(Text-to-region grounding data)
▼

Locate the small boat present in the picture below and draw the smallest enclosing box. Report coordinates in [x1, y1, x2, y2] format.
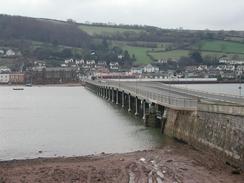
[25, 83, 32, 87]
[13, 88, 24, 91]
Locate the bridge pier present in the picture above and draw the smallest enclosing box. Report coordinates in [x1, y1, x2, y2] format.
[112, 88, 115, 103]
[116, 89, 119, 104]
[108, 88, 111, 101]
[135, 97, 139, 116]
[128, 94, 131, 112]
[122, 91, 125, 108]
[103, 87, 105, 98]
[142, 100, 146, 121]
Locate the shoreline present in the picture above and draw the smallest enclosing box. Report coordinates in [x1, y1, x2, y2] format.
[0, 144, 243, 183]
[0, 83, 82, 87]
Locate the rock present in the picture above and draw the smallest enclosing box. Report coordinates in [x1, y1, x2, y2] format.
[232, 169, 241, 175]
[38, 151, 43, 154]
[139, 158, 146, 162]
[166, 159, 173, 163]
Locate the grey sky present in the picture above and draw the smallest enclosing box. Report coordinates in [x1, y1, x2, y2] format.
[0, 0, 244, 30]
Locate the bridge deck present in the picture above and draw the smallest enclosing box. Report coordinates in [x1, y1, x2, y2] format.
[86, 80, 244, 111]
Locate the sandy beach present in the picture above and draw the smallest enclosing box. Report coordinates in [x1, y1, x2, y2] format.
[0, 143, 243, 183]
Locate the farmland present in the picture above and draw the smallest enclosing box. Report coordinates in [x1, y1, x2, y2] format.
[79, 24, 144, 36]
[195, 40, 244, 54]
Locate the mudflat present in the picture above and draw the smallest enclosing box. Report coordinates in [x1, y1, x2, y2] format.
[0, 144, 243, 183]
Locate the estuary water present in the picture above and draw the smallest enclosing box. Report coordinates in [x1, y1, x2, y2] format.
[0, 86, 165, 160]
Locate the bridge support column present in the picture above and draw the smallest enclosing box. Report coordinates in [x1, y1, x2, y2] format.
[142, 100, 146, 122]
[102, 87, 105, 98]
[135, 97, 139, 116]
[161, 108, 168, 133]
[128, 94, 131, 112]
[108, 88, 111, 101]
[116, 89, 119, 105]
[112, 88, 115, 103]
[122, 91, 125, 108]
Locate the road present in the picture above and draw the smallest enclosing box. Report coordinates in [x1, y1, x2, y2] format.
[119, 81, 244, 105]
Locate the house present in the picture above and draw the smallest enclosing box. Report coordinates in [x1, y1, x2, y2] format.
[5, 49, 15, 57]
[86, 60, 96, 65]
[97, 61, 107, 67]
[75, 59, 85, 65]
[9, 73, 25, 84]
[197, 65, 208, 71]
[0, 50, 4, 55]
[131, 67, 143, 74]
[221, 72, 236, 79]
[143, 64, 159, 73]
[157, 59, 168, 64]
[236, 65, 244, 71]
[216, 65, 235, 71]
[0, 66, 11, 73]
[64, 59, 74, 64]
[31, 67, 78, 84]
[0, 74, 10, 84]
[118, 55, 123, 59]
[109, 62, 119, 71]
[61, 64, 68, 67]
[219, 59, 244, 65]
[185, 66, 198, 72]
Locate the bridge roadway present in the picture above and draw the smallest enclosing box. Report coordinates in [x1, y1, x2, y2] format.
[102, 80, 244, 106]
[128, 81, 244, 105]
[87, 79, 244, 110]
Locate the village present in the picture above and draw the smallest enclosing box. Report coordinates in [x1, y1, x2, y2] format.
[1, 48, 244, 85]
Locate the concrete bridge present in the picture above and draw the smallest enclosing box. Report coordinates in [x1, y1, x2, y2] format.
[85, 79, 244, 170]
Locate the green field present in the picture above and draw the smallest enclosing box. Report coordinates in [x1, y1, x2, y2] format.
[196, 40, 244, 54]
[79, 25, 143, 36]
[148, 50, 189, 60]
[112, 42, 152, 64]
[148, 49, 244, 60]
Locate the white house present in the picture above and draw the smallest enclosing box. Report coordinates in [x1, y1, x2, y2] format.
[0, 66, 11, 73]
[131, 67, 143, 74]
[109, 62, 119, 71]
[0, 74, 10, 84]
[75, 59, 85, 65]
[86, 60, 96, 65]
[143, 64, 159, 73]
[5, 49, 15, 57]
[61, 64, 68, 67]
[64, 59, 74, 64]
[0, 50, 4, 55]
[118, 55, 123, 59]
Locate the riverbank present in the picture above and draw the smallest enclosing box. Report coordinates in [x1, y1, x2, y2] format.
[0, 144, 243, 183]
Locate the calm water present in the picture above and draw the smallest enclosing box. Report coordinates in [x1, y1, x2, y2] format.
[176, 83, 244, 96]
[0, 86, 165, 160]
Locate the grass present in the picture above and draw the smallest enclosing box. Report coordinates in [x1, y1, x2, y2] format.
[112, 41, 154, 65]
[195, 40, 244, 54]
[79, 25, 143, 36]
[148, 50, 189, 60]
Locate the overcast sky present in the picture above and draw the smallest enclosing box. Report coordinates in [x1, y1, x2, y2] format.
[0, 0, 244, 30]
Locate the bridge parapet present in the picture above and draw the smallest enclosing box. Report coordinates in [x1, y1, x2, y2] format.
[86, 79, 197, 111]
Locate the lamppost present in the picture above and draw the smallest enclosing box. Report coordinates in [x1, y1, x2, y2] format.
[239, 69, 243, 96]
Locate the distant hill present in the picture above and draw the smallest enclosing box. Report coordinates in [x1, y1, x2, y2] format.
[0, 15, 91, 48]
[1, 14, 244, 66]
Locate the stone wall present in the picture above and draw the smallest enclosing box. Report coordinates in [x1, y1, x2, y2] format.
[164, 102, 244, 169]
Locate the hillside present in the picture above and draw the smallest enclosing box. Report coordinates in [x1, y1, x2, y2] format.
[2, 14, 244, 68]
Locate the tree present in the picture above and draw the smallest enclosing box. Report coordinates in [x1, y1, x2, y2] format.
[189, 51, 203, 64]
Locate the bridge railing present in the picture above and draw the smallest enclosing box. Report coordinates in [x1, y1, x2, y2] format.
[153, 82, 244, 103]
[86, 80, 197, 110]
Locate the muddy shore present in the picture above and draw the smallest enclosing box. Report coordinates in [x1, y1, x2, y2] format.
[0, 144, 243, 183]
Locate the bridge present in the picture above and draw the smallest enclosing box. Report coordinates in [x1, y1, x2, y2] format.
[85, 79, 244, 170]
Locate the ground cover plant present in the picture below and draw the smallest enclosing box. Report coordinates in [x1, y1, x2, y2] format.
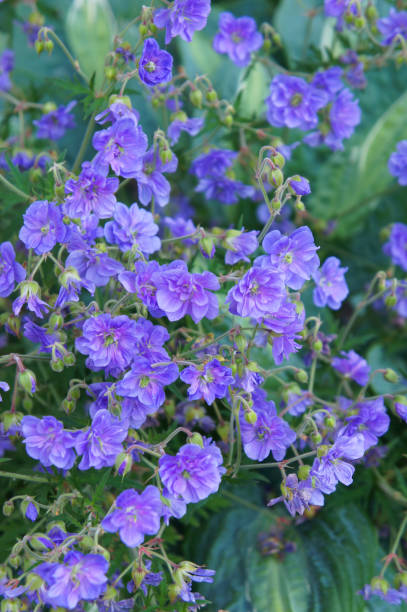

▲

● **Goal of the exercise**
Set the data above down again exactly as given, with no pictures.

● **Solution to this task**
Locate the small boat present in the picture below and draw the smallest enclosing box. Report coordinates in [x1, y1, x2, y2] format.
[25, 83, 32, 87]
[13, 88, 24, 91]
Locate the bridge pier present in the picture above and draw the smallest enclosing box. Report coordinates in [x1, y1, x2, y2] format.
[112, 88, 115, 103]
[116, 89, 119, 104]
[108, 88, 111, 101]
[135, 97, 139, 116]
[128, 94, 131, 112]
[122, 91, 125, 108]
[103, 87, 105, 98]
[142, 100, 146, 121]
Locate the shoreline present in the picture above and draw the smallest enclosing box. Report coordinates in [x1, y1, x2, y2] format.
[0, 144, 243, 183]
[0, 83, 82, 87]
Locate the rock present in the picture above and draw the smallest enclosing box. Report coordinates in [x1, y1, x2, y2] format.
[232, 169, 241, 175]
[38, 151, 43, 154]
[139, 158, 146, 162]
[166, 159, 173, 163]
Locate the grey sky present in the picture above and draw the smallest enclosing box. Report coordinates in [x1, y1, x2, y2] format.
[0, 0, 244, 30]
Locate the bridge deck present in the picture above and draw the smallest enclosing box. Report coordinates in [x1, y1, x2, y2] format.
[86, 80, 244, 111]
Locate the sandy beach present in the picture above and draw the smallest enclosing box. Report coordinates in [x1, y1, x2, y2] format.
[0, 143, 243, 183]
Locate the farmland present in the picture above and draw the smallest enclosing box. Report coordinates in [x1, y1, x2, y2] format.
[79, 24, 144, 36]
[195, 40, 244, 54]
Locate the mudflat present in the picture above and draw the smallest enclosing box. Report coordinates in [x1, y1, x2, y2] format.
[0, 144, 243, 183]
Locate the estuary water present in the picture above and draw the smallest enclosing box. Report coordinates in [x1, y1, x2, y2] format.
[0, 86, 165, 160]
Locate the bridge support column present in the picture above and draw the smallest enclosing box. Report coordinates in [x1, y1, x2, y2] format.
[142, 100, 146, 122]
[102, 87, 105, 98]
[135, 97, 139, 116]
[161, 108, 168, 133]
[128, 94, 131, 112]
[108, 88, 111, 101]
[116, 89, 119, 105]
[112, 88, 115, 103]
[122, 91, 125, 108]
Locate the road present in the picture above and draw the smallest enclosing box. Report coordinates in [x1, y1, x2, y2] format.
[119, 81, 244, 105]
Locate the house present in the picture above and draw the smallest enclosing box. Report coordinates in [x1, y1, x2, y2] format.
[5, 49, 15, 57]
[86, 60, 96, 65]
[97, 61, 107, 67]
[75, 59, 85, 65]
[9, 73, 25, 84]
[197, 65, 208, 71]
[0, 50, 4, 55]
[131, 67, 143, 74]
[221, 72, 236, 79]
[143, 64, 159, 73]
[157, 59, 168, 64]
[236, 65, 244, 71]
[216, 65, 235, 71]
[0, 66, 11, 73]
[64, 59, 74, 64]
[31, 67, 78, 84]
[0, 74, 10, 84]
[118, 55, 123, 59]
[109, 62, 119, 71]
[61, 64, 68, 67]
[219, 59, 244, 65]
[185, 66, 198, 72]
Locate the bridge roadway present in the picture above and draw the smallest enclosing box. Report coordinates in [x1, y1, x2, y2] format.
[102, 80, 244, 106]
[128, 81, 244, 105]
[87, 79, 244, 110]
Locate the village present in the picture above and draw the smallest enclosing box. Report coordinates in [x1, y1, x2, y2] format.
[1, 48, 244, 85]
Locate the concrete bridge present in the picture above and draw the smallest enclosing box. Report coordinates in [x1, y1, x2, y2] format.
[85, 79, 244, 170]
Locate the green field present in the picture above and draw the smallest enclosing box. Report coordinates in [x1, y1, x2, y2] format.
[196, 40, 244, 54]
[79, 25, 143, 36]
[148, 50, 189, 60]
[112, 42, 152, 64]
[148, 49, 244, 60]
Locate the white house present in the picture above and draw the smallest enclosing box. Report coordinates in [x1, y1, x2, y2] format.
[0, 66, 11, 73]
[131, 67, 143, 74]
[109, 62, 119, 71]
[0, 74, 10, 84]
[75, 59, 85, 65]
[86, 60, 96, 65]
[143, 64, 159, 73]
[5, 49, 15, 57]
[61, 64, 68, 67]
[64, 59, 74, 64]
[0, 50, 4, 55]
[118, 55, 123, 59]
Locate the riverbank present in the picture above and draw the smallest enclosing box. Report coordinates in [x1, y1, x2, y2] format.
[0, 144, 243, 183]
Locate the calm water present in the picture above and draw the smallest enclosing box. Report coordinates in [x1, y1, x2, y2] format.
[176, 83, 244, 96]
[0, 86, 165, 160]
Locate the grass present in the picture above and draw the smallest enclosing box. Report coordinates in [x1, y1, x2, y2] format.
[112, 41, 154, 65]
[195, 40, 244, 54]
[79, 25, 143, 36]
[148, 50, 189, 60]
Locate the overcast sky present in the picture above and draw the smallest enclosing box. Report coordinates in [x1, y1, x2, y2] format.
[0, 0, 244, 30]
Locate the bridge parapet present in the picture above and draw the smallest enclosing box. Report coordinates in [x1, y1, x2, y2] format.
[86, 79, 197, 111]
Locate the lamppost present in the picture above and draw the smallest enclosing box. Report coordinates in [x1, y1, x2, y2] format.
[239, 69, 243, 96]
Locate the distant hill present in the picture above and draw the smallest enclosing box. Report coordinates in [x1, y1, x2, y2] format.
[0, 15, 91, 48]
[1, 14, 244, 66]
Locate the stone wall present in the picture above and draw the smallest enclosing box. Report coordinates in [x1, y1, x2, y2] format.
[164, 102, 244, 169]
Locate the hillside present in the picture above and draw the smallest enclosing box. Report coordinates in [x1, y1, x2, y2] format.
[2, 14, 244, 68]
Locate the tree present in the picture above and draw the smallest enclosing box. Report coordinates in [x1, y1, x2, y2] format.
[189, 51, 203, 64]
Locate the bridge railing present in the picture above and draw the smallest enclosing box. Report coordinates in [x1, y1, x2, y2] format.
[153, 82, 244, 103]
[86, 80, 197, 110]
Locate the muddy shore present in the picture above and draw the smallest enclosing box. Report coordinates in [x1, y1, x2, y2] format.
[0, 144, 243, 183]
Locate the bridge present in the picture above and draw the smallest enclosing box. Report coordinates in [x1, y1, x2, y2] format.
[85, 79, 244, 170]
Locate the ground cover plant present in the picture below and draw the smallest enclosing box. Report coordinates in [x1, y1, x2, y2] format.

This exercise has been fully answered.